#### Testo di partenza

Il dubbio che viene è che, prima di metterci più fondi, si stia aspettando la fine dell'epidemia. Così quando finalmente avverrà, partirà uno scontro all'arma bianca sulle responsabilità, con la sinistra che attaccherà i governi locali e la destra che dovrà difenderli, dal momento che sono frequentemente sua espressione. L'esito di quella battaglia ideologica potrà essere una nuova centralizzazione del servizio sanitario nazionale, oggi articolato su base regionale. Solo allora, forse, il governo di Roma aprirà con piena convinzione la borsa.

Col suo tentativo di concentrare le responsabilità e le risorse del Recovery Fund in una struttura parallela, Conte ha forse fatto il passo più lungo della gamba, non ha calcolato bene le reazioni dei suoi azionisti (i partiti) e dei suoi tifosi (i funzionari). Eppure, sotto alcuni aspetti, egli ha solo continuato su una strada che aveva già percorso con la loro complicità: quella che porta, per quanto in forme più garbate e istituzionalmente coerenti dello sgangherato comizio di Salvini sui “pieni poteri”, proprio lì. Verso l'aumento dei poteri in capo alla sua figura e, quel che più conta, all'ufficio che essa ricopre.

Il realismo politico ci insegna a non guardare solo agli uomini e anzi a non pensare che la partita fra le diverse individualità sia tutto ciò in cui si esaurisce la politica. Per carità, contano le intemperanze dei Renzi e i giochi degli Zingaretti e dei Di Maio. E vedremo, a questo proposito, se la verifica di governo sarà alla fine, come è probabile e come finora è apparso, solo una inutile e stucchevole perdita di tempo.

########
#### Righe

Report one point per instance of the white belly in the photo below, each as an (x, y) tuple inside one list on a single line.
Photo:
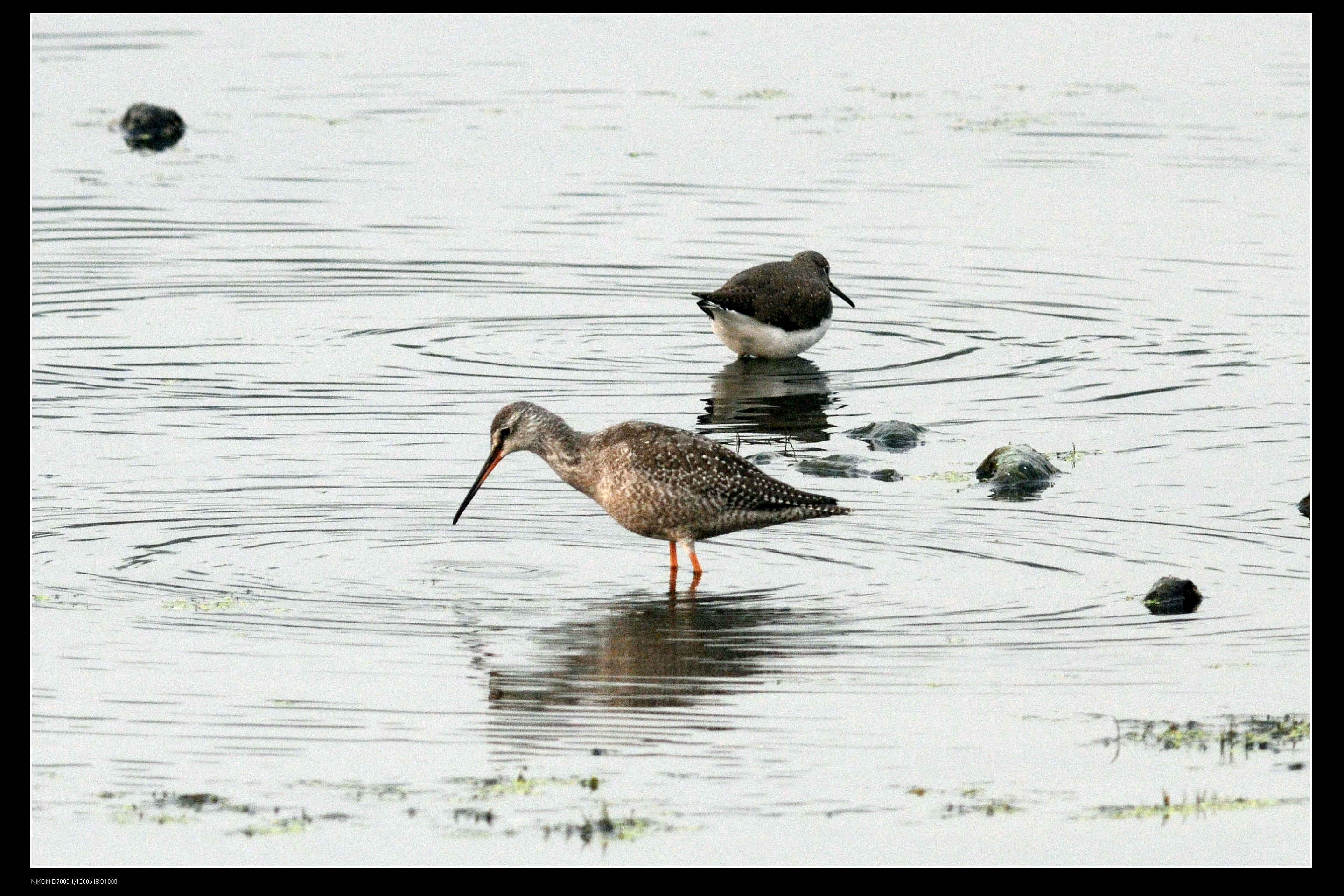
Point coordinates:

########
#### Righe

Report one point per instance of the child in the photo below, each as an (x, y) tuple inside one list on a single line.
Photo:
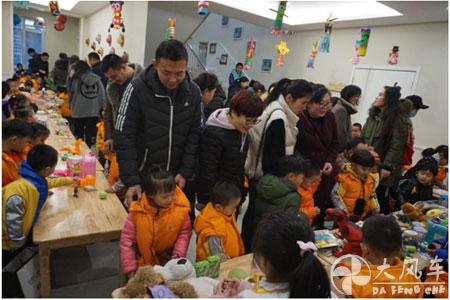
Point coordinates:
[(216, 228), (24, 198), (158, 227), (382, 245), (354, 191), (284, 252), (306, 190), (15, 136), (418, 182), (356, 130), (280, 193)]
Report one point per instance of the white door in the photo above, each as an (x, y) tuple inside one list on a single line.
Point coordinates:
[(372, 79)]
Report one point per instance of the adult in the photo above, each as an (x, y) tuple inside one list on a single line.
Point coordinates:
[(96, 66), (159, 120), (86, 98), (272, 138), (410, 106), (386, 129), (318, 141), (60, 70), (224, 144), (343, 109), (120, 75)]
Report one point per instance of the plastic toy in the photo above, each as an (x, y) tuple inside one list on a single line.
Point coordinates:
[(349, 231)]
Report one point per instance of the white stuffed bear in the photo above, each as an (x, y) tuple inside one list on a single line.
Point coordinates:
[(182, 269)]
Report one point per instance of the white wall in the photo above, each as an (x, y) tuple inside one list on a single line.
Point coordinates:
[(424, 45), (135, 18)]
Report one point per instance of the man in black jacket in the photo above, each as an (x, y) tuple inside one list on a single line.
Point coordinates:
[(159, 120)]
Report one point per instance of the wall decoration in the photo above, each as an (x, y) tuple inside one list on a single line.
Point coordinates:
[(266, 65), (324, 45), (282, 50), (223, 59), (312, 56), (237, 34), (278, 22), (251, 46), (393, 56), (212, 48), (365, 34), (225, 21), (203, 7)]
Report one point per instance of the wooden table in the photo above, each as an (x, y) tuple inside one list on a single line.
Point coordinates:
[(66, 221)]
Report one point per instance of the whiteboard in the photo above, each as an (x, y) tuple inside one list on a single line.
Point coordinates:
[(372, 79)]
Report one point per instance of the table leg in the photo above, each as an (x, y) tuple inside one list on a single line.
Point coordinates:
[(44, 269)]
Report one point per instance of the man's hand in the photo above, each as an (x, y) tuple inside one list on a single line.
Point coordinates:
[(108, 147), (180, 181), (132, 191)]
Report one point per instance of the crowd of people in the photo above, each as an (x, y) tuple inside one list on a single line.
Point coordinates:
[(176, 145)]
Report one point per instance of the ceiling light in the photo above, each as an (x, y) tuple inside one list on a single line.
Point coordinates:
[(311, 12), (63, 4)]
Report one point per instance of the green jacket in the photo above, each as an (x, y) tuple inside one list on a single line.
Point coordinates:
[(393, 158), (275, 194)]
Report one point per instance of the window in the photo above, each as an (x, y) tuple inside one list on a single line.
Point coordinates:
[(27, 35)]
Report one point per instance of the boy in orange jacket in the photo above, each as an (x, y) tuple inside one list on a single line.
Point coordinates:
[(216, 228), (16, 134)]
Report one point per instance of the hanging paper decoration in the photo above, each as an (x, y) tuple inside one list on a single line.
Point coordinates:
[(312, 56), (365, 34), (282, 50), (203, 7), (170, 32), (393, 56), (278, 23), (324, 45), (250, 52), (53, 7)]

########

• Esercizio A: Secondo il testo sulla politica italiana, per quale motivo la destra dovrà difendere i governi locali? Rispondi in una o due frasi.
• Esercizio B: Riassumi in due frasi il testo sulla politica italiana.
Le righe non hanno alcun legame con il testo.

• Risposta A: La destra dovrà difenderli perché i governi locali sono spesso una sua espressione.

• Risposta B: Il testo ipotizza che si aspetti la fine dell'epidemia prima di stanziare più fondi e che allora partirà uno scontro sulle responsabilità, il cui esito potrà essere una nuova centralizzazione del servizio sanitario nazionale. Sostiene poi che Conte, cercando di concentrare le risorse del Recovery Fund in una struttura parallela, ha continuato verso l'aumento dei poteri della sua figura e del suo ufficio, e ricorda che la politica non si esaurisce nella partita fra le individualità.